-------- SOURCE DATA
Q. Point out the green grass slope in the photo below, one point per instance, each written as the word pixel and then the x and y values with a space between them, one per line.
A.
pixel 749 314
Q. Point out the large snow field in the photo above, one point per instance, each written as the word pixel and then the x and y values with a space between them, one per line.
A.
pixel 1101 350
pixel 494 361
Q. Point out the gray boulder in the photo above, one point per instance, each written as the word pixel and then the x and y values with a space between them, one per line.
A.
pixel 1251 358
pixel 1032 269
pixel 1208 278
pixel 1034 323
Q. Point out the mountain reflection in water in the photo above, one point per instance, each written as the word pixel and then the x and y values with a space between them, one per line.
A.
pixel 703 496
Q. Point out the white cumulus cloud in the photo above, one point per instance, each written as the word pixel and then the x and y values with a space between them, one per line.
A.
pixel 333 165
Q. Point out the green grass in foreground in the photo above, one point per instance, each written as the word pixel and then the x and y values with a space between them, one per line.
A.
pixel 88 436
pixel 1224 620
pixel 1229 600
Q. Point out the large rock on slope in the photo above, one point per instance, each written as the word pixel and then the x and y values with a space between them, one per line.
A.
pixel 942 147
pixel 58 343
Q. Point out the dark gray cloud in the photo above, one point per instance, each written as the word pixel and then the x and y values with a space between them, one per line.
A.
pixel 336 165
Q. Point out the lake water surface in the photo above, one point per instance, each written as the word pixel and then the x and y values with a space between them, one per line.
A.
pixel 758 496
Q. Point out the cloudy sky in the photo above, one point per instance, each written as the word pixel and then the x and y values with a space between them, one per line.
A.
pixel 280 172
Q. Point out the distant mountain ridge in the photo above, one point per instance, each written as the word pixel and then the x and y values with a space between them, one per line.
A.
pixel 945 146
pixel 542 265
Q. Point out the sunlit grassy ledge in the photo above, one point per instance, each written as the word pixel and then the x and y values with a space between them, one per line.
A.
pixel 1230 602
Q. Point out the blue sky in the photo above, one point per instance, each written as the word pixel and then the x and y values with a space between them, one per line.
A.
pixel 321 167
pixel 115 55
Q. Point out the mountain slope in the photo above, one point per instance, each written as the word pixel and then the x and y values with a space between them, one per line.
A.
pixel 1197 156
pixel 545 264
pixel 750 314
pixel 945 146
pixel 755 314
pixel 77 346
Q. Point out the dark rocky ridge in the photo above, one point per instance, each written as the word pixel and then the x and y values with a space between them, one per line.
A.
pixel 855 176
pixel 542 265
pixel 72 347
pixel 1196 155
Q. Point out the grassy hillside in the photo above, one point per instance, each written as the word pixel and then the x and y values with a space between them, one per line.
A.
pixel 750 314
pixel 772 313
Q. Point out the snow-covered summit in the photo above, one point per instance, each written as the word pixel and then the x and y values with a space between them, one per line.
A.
----------------
▶ **WORK TASK**
Looking at the entries, how many lines contain the string "dark"? The answer is that number alone.

▶ **SOLUTION TO THIS TASK**
2